Stored data entries
- - - - - - -

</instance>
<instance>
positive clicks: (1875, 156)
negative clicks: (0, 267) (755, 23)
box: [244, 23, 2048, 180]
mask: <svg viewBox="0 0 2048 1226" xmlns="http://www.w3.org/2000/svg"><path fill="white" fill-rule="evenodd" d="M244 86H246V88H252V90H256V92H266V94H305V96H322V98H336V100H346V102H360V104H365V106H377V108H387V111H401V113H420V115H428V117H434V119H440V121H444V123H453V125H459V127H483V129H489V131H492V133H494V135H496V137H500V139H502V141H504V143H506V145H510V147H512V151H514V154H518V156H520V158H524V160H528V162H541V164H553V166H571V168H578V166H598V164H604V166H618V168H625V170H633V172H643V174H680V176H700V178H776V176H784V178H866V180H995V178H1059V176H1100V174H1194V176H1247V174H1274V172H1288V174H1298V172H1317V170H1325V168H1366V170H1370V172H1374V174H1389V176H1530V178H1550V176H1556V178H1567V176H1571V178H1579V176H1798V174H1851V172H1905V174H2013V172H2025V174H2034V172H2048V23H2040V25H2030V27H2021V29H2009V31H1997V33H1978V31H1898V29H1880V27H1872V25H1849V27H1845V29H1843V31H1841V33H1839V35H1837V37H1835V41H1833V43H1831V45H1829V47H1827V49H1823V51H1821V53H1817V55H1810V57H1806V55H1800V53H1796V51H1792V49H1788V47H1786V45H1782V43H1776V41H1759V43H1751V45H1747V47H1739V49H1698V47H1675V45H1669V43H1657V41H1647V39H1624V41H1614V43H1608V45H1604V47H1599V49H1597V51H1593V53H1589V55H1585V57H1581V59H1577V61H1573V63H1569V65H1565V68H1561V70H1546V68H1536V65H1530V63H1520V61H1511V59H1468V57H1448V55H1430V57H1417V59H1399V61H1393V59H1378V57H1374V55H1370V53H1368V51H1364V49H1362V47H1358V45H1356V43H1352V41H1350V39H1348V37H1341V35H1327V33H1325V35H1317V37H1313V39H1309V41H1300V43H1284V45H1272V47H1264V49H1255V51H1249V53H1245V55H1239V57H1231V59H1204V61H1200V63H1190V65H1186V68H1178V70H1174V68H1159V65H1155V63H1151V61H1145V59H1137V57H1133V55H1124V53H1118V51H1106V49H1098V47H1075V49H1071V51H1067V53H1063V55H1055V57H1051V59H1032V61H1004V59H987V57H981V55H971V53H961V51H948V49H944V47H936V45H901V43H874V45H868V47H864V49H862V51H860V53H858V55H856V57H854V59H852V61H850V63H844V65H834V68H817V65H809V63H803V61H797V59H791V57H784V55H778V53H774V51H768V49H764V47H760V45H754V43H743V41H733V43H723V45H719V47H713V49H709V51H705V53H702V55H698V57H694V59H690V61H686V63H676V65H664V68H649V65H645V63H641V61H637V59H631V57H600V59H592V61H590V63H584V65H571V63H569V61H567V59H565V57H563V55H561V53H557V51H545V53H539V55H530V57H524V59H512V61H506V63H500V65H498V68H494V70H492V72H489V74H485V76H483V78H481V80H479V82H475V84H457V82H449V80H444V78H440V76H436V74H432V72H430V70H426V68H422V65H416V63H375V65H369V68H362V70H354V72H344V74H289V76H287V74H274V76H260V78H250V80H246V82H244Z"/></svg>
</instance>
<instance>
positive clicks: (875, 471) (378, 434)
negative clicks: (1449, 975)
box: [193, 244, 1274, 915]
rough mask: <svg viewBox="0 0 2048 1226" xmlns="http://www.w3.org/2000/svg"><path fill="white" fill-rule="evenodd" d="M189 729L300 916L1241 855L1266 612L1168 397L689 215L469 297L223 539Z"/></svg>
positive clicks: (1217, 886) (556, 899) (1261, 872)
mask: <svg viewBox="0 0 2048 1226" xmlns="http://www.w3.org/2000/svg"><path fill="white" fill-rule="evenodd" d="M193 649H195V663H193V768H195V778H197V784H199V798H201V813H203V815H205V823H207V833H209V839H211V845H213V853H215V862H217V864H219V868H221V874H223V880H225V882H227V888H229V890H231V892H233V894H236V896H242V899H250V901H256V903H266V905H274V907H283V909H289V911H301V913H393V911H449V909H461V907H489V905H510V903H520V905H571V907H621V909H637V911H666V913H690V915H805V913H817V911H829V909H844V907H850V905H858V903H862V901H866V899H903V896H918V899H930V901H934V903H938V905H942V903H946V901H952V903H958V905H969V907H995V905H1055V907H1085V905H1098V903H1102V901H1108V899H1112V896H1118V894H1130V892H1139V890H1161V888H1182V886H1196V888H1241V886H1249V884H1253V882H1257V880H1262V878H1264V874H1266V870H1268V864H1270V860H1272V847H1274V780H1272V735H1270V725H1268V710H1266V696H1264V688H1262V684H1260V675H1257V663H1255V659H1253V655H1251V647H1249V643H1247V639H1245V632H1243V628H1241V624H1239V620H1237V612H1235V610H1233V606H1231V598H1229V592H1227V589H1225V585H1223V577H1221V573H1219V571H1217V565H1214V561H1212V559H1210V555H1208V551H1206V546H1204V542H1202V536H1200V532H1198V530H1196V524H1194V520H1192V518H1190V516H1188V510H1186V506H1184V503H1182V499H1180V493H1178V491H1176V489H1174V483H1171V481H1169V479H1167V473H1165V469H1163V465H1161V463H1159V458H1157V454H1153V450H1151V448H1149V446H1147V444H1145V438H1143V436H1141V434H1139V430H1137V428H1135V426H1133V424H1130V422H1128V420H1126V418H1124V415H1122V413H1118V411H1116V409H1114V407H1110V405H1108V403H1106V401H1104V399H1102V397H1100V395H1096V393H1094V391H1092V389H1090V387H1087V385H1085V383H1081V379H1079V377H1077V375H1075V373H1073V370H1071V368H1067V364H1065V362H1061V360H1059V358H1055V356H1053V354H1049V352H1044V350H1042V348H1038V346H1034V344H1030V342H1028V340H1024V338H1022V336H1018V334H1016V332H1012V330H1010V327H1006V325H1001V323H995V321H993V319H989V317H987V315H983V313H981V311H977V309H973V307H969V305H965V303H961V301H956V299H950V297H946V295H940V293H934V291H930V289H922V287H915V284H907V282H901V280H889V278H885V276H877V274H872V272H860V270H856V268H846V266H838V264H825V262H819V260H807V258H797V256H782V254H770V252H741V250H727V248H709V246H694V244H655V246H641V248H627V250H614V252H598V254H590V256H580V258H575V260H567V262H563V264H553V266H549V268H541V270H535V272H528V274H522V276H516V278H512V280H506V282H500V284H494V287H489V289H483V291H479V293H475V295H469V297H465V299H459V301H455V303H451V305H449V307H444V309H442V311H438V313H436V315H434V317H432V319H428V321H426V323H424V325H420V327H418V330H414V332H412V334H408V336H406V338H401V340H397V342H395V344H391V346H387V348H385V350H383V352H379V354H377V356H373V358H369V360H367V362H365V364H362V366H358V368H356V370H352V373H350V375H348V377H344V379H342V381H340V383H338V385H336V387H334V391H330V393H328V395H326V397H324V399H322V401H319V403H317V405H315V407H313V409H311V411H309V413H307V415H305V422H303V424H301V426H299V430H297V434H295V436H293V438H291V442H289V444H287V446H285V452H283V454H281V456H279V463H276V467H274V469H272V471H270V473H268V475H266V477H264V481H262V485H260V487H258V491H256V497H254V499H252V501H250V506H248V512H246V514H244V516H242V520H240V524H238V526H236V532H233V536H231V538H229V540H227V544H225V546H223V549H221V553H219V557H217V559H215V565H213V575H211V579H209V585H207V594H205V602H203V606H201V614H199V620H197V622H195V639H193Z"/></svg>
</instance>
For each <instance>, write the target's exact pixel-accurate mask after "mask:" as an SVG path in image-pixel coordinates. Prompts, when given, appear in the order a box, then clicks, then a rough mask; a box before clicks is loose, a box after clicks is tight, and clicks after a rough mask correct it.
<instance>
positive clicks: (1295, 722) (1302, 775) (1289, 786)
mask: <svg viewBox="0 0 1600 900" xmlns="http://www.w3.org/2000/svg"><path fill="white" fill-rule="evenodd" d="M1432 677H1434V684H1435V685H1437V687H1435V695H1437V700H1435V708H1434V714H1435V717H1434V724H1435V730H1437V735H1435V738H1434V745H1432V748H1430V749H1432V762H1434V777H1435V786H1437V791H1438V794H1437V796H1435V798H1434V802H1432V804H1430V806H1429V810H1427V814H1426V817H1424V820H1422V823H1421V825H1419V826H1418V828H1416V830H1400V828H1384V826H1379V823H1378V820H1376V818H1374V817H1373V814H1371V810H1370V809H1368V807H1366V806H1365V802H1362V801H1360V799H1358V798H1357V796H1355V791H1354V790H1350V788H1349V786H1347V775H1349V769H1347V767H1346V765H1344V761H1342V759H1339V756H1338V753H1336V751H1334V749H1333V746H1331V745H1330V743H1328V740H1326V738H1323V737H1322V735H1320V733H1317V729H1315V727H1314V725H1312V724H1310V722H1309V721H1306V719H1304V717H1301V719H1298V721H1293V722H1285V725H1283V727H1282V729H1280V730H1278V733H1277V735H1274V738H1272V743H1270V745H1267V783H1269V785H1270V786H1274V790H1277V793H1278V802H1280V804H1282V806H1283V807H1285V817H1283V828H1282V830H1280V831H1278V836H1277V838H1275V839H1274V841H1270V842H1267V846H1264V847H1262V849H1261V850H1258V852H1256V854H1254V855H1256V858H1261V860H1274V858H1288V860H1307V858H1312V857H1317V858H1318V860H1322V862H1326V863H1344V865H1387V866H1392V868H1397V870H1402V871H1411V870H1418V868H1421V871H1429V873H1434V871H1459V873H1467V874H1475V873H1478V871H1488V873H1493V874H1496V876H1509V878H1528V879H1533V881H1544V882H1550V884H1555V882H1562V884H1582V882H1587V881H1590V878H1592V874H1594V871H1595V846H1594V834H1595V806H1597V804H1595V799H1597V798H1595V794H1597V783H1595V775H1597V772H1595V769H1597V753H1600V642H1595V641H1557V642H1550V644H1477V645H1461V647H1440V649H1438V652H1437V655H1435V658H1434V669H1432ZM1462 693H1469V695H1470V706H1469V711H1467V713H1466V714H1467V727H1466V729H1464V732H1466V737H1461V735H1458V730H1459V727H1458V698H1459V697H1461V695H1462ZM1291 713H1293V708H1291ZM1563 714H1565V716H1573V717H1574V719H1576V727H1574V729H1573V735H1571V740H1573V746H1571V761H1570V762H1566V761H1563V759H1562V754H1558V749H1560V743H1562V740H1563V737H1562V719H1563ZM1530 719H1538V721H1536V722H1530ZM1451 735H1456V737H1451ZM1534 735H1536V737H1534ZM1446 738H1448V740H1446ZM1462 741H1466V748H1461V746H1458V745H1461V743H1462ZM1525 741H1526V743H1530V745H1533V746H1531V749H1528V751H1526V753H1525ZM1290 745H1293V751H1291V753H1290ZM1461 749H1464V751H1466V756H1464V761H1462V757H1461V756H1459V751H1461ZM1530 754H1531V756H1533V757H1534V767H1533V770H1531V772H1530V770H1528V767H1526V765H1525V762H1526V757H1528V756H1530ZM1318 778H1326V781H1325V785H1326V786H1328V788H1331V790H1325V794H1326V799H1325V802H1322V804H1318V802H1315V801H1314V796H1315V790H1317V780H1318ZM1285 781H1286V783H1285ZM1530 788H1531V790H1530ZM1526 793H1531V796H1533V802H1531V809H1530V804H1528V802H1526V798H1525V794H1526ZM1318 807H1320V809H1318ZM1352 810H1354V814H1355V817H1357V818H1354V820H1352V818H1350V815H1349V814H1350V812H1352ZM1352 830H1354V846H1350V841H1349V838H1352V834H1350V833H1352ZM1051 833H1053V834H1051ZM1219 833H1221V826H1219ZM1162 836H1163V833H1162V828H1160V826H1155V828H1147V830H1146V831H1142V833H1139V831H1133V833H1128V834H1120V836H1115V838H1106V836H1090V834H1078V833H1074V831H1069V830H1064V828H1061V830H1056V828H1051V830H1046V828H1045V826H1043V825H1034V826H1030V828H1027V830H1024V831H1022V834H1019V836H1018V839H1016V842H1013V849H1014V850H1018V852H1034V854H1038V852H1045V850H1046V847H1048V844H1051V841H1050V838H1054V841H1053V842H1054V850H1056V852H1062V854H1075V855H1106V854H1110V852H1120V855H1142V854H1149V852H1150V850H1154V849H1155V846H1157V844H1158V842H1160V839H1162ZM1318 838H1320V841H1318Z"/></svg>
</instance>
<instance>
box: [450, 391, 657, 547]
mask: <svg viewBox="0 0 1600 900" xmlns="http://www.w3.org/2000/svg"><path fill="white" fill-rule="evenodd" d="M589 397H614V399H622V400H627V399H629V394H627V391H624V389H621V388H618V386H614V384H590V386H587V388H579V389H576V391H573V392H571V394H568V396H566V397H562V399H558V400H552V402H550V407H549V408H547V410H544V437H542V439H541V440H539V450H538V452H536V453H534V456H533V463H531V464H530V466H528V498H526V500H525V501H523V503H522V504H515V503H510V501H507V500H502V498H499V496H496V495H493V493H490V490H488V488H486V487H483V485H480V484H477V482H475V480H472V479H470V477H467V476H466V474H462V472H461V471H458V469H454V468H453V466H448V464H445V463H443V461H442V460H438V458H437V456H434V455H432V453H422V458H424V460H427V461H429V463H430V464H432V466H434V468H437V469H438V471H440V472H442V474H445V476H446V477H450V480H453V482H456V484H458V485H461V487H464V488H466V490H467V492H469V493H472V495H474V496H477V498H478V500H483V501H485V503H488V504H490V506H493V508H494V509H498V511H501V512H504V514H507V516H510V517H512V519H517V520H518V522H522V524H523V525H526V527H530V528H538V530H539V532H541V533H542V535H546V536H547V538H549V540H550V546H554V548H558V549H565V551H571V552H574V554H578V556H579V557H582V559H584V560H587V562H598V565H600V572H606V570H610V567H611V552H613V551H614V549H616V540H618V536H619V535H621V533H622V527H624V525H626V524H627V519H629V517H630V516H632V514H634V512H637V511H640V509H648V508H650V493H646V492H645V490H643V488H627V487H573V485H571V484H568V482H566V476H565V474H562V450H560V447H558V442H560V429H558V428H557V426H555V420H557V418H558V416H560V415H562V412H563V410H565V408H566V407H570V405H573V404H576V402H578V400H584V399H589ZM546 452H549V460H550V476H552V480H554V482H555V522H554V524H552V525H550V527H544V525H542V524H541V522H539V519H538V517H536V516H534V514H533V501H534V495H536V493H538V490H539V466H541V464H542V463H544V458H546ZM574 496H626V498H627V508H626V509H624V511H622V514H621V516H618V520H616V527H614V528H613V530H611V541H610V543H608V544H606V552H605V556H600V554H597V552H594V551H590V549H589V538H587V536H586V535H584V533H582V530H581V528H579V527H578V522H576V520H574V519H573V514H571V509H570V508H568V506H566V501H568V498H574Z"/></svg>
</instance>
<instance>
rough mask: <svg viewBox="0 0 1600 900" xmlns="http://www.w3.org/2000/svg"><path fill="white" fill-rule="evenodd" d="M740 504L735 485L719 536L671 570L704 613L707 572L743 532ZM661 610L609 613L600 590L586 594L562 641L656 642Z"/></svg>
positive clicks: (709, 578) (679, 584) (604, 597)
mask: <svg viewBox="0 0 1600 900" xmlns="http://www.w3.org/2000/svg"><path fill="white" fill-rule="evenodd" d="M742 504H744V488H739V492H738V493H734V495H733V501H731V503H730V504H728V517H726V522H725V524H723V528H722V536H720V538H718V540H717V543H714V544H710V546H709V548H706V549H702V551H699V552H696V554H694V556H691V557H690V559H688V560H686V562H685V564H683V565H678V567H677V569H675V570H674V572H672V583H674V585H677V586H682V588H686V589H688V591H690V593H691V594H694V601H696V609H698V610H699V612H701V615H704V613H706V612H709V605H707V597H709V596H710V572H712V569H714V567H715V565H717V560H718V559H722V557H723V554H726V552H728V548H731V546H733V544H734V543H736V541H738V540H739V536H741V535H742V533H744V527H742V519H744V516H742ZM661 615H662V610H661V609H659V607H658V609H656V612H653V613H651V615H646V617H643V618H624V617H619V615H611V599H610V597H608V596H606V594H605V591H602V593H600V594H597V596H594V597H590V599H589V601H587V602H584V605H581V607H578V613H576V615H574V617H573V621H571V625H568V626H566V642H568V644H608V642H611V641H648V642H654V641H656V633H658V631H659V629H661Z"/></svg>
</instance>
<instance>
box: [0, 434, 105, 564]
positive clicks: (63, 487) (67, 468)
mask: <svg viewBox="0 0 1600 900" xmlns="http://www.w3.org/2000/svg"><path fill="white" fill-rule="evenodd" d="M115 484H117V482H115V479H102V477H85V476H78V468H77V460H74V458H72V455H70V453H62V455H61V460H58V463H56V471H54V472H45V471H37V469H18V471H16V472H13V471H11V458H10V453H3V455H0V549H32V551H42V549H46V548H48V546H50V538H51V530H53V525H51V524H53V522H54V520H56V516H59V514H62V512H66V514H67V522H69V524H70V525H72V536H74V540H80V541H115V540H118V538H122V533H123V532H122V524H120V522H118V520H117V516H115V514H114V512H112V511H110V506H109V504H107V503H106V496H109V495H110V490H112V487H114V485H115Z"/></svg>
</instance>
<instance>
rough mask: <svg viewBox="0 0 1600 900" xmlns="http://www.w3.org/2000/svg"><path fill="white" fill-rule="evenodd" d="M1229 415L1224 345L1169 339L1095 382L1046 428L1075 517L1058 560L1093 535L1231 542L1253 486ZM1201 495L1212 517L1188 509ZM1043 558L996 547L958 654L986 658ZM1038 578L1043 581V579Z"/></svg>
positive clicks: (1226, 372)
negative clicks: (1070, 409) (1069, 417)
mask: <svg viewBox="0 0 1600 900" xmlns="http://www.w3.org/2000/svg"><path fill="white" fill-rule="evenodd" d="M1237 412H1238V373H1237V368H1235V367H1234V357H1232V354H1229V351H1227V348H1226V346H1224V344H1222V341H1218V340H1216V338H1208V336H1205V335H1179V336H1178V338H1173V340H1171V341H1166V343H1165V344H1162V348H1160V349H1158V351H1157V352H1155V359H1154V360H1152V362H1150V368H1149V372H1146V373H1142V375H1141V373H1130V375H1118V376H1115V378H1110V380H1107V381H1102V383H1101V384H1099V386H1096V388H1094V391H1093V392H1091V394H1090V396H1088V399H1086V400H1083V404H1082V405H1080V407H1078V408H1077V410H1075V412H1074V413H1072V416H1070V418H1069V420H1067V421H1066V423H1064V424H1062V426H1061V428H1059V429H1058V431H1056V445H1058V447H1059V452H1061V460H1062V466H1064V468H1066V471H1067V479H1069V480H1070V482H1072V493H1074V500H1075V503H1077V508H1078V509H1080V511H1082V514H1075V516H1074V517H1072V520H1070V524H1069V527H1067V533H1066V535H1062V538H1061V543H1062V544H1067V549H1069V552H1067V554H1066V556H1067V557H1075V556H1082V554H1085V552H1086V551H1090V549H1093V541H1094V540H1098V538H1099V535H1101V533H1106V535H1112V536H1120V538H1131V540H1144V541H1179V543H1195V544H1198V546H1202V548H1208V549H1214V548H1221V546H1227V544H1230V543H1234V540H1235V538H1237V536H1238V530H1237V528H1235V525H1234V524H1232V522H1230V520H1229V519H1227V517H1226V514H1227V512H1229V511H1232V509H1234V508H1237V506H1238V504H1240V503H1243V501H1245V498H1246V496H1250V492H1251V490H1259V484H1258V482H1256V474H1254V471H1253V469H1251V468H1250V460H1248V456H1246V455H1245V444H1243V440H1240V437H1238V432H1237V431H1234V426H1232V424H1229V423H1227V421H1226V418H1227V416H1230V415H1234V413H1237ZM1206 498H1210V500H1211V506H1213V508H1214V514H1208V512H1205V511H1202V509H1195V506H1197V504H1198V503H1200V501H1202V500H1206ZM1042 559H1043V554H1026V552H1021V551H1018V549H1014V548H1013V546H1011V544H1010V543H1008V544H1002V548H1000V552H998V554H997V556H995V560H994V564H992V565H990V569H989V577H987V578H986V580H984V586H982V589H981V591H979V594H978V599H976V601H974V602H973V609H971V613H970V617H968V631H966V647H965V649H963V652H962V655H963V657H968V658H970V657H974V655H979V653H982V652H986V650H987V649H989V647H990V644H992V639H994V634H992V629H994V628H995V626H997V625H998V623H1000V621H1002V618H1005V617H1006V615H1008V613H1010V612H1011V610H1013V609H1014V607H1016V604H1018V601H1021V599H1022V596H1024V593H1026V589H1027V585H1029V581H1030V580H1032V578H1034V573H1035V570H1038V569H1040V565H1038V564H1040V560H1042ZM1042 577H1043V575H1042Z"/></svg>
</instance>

- - - - - - -

Find each line above that contains "clicks", and copy those lines.

positive clicks: (1875, 156)
negative clicks: (0, 267) (755, 23)
positive clicks: (875, 471) (378, 434)
negative clicks: (1449, 975)
positive clicks: (1217, 886) (556, 899) (1261, 872)
For each <instance>, write the target's exact pixel-accurate mask after "mask:" as an SVG path in image-pixel coordinates. Prompts, when given, appear in the order a box, then clicks, then a rough mask; a box before clicks is loose, a box after clicks is tight, and clicks after a rough mask correct it.
positive clicks: (1295, 722) (1302, 775) (1289, 786)
positive clicks: (709, 578) (679, 584) (604, 597)
positive clicks: (63, 487) (67, 468)
positive clicks: (1226, 372)
negative clicks: (1070, 409) (1069, 417)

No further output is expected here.